Point labeling material
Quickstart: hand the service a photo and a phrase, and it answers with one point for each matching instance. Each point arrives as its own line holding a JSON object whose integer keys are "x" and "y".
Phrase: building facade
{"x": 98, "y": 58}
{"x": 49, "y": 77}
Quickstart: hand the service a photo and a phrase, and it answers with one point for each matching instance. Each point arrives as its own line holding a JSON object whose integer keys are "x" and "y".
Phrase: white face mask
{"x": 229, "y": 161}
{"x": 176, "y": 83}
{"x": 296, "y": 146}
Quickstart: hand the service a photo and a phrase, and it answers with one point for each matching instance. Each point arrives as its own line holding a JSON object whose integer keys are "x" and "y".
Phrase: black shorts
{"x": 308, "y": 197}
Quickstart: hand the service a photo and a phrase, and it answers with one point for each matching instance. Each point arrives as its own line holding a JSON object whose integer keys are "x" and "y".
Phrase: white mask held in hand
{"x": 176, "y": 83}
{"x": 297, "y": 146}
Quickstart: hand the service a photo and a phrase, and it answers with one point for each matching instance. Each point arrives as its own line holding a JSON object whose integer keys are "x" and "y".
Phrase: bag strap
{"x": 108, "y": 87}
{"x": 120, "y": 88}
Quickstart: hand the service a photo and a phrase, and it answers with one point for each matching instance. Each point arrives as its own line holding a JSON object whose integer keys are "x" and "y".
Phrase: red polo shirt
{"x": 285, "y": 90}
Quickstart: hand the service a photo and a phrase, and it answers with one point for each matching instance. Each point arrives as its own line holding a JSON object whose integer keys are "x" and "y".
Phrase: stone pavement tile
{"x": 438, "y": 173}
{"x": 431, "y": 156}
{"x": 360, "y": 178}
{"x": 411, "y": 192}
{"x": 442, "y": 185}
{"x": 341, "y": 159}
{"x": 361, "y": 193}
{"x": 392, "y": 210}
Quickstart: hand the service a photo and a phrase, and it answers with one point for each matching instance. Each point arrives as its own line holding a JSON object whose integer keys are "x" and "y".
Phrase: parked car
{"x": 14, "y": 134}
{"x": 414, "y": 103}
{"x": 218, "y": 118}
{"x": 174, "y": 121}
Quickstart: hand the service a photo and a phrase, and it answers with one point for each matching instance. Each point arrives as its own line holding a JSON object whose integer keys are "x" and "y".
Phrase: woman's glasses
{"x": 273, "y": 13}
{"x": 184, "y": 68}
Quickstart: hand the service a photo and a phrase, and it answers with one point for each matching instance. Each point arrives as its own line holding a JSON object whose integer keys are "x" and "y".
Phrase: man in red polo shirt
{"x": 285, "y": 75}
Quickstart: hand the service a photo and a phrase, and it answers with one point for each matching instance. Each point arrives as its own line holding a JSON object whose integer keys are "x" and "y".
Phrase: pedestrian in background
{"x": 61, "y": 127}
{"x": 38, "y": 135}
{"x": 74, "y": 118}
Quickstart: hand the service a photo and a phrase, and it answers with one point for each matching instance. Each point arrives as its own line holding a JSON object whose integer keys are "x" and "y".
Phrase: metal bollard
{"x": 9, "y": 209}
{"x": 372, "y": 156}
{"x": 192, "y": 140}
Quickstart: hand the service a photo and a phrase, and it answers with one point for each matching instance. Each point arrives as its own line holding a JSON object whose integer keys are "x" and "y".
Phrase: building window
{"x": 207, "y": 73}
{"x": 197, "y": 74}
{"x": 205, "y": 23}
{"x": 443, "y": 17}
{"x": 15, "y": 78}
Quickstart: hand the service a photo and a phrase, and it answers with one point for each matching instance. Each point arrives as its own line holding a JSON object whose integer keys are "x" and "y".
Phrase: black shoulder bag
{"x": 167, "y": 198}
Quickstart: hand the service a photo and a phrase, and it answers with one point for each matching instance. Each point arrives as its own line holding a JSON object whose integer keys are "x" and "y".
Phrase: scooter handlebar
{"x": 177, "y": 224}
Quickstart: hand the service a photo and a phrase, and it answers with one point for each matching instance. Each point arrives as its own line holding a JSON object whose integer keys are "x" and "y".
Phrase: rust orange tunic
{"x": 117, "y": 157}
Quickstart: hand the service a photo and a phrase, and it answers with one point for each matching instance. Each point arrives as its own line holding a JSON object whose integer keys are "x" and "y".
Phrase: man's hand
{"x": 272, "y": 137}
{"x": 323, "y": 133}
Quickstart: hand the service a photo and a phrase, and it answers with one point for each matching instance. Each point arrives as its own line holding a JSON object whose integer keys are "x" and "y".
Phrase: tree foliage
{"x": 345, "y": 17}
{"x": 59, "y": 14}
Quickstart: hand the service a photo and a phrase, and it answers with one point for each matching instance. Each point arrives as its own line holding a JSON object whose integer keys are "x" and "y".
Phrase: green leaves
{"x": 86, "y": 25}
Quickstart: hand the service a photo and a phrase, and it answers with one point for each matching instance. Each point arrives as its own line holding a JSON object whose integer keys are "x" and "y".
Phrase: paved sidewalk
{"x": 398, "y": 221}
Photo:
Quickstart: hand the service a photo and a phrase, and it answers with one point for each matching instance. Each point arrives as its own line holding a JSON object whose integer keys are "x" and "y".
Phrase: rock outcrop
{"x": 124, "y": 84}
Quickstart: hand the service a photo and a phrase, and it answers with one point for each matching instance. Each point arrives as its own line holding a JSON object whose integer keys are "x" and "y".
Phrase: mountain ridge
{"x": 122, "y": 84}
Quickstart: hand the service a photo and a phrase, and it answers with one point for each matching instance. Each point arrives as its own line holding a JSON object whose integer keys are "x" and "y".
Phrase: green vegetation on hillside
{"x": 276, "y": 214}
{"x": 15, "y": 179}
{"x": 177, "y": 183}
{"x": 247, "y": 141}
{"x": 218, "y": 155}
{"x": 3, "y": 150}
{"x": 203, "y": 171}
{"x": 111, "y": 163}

Problem requirements
Collect every line of the material above that contains the string "shirt", copying each one in full. Case counts.

Output of the exercise
Phrase: red polo shirt
Phrase: man in red polo shirt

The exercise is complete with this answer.